▸ Problem requirements:
According to the newspaper article below about a mosque in Christiansburg, why did the Bible college make getting rid of the mosque a high priority?

▸ Excerpt to read:
— Start —
ROANOKE TIMES

                         Roanoke Times
                 Copyright (c) 1995, Landmark Communications, Inc.

DATE: MONDAY, May 3, 1993                   TAG: 9305040465
SECTION: EXTRA                    PAGE: 1   EDITION: METRO 
SOURCE: KEVIN KITTREDGE STAFF WRITER
DATELINE: CHRISTIANSBURG                                 LENGTH: Long


L.I.F.E. IN THE MOSQUE

When a Pentecostal Bible college bought a Muslim energy institute four years ago, it got a mosque in the bargain.

Getting rid of it became a high priority.

"A very high priority," said David Shanks, a member of the Bible college's board of directors.

Built by two Muslim professors at Virginia Tech, the defunct Virginia Solar Energy Institute was to have had a dual role as a school and a place of Muslim worship.

It never opened.

But for years, the completed - and empty - mosque was a landmark on Interstate 81.

It was an unusual, even jarring symbol for this town, which just a mile away is crowded with Protestant church steeples.

For a Bible college, it was something worse.

"We didn't want that because of the significance that it bore," college President Sterling Brackett said of the Muslin temple.
— End —
▸ Extracted rows:
— Start —
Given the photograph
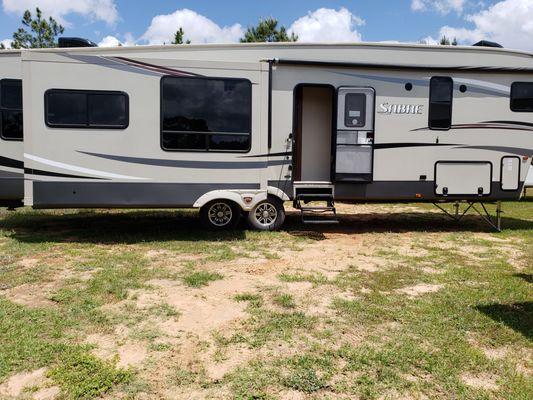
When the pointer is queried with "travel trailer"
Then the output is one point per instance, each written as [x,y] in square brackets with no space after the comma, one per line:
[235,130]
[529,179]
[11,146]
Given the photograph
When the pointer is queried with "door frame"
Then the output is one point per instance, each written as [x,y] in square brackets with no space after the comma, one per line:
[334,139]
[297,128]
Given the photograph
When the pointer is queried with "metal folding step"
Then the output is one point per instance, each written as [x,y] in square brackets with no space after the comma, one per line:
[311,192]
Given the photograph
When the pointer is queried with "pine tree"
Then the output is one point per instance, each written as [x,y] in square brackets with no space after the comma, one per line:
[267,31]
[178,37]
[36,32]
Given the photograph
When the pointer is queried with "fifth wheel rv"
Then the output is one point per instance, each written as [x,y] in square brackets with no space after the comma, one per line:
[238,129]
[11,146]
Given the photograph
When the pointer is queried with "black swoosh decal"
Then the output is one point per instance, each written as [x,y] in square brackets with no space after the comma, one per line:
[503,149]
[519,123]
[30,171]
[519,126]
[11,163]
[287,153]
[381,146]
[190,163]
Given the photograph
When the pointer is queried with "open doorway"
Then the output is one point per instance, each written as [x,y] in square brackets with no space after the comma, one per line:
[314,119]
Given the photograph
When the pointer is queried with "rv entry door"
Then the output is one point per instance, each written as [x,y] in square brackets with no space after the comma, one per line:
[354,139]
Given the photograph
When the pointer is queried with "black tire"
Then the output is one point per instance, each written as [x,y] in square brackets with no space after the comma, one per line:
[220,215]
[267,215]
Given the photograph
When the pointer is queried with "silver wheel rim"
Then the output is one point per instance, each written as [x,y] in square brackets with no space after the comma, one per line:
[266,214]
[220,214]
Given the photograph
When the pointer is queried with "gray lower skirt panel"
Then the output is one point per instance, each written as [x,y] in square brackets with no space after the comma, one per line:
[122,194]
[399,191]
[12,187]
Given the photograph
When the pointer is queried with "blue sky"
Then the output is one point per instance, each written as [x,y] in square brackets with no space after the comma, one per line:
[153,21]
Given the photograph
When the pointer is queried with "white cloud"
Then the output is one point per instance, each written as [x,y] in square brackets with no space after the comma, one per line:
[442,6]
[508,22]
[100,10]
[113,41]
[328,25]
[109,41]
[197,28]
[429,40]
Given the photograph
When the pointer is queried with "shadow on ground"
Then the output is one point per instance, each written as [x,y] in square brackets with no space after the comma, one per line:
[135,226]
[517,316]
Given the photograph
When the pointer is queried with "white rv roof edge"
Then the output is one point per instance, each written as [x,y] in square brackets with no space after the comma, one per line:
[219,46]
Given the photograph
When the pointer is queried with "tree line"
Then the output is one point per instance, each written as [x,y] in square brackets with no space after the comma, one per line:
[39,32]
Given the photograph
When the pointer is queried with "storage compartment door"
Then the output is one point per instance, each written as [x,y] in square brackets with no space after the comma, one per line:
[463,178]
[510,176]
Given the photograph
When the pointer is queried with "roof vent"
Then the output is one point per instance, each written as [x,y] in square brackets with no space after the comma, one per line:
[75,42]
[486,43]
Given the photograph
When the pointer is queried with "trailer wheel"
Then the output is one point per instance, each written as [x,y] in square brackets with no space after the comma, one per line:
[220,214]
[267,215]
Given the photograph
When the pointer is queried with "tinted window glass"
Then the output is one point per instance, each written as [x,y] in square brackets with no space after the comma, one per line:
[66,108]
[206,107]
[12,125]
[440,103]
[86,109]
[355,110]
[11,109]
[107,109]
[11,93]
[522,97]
— End —
▸ Answer to this exercise:
The college's president, Sterling Brackett, said the college didn't want the mosque because of the significance it bore.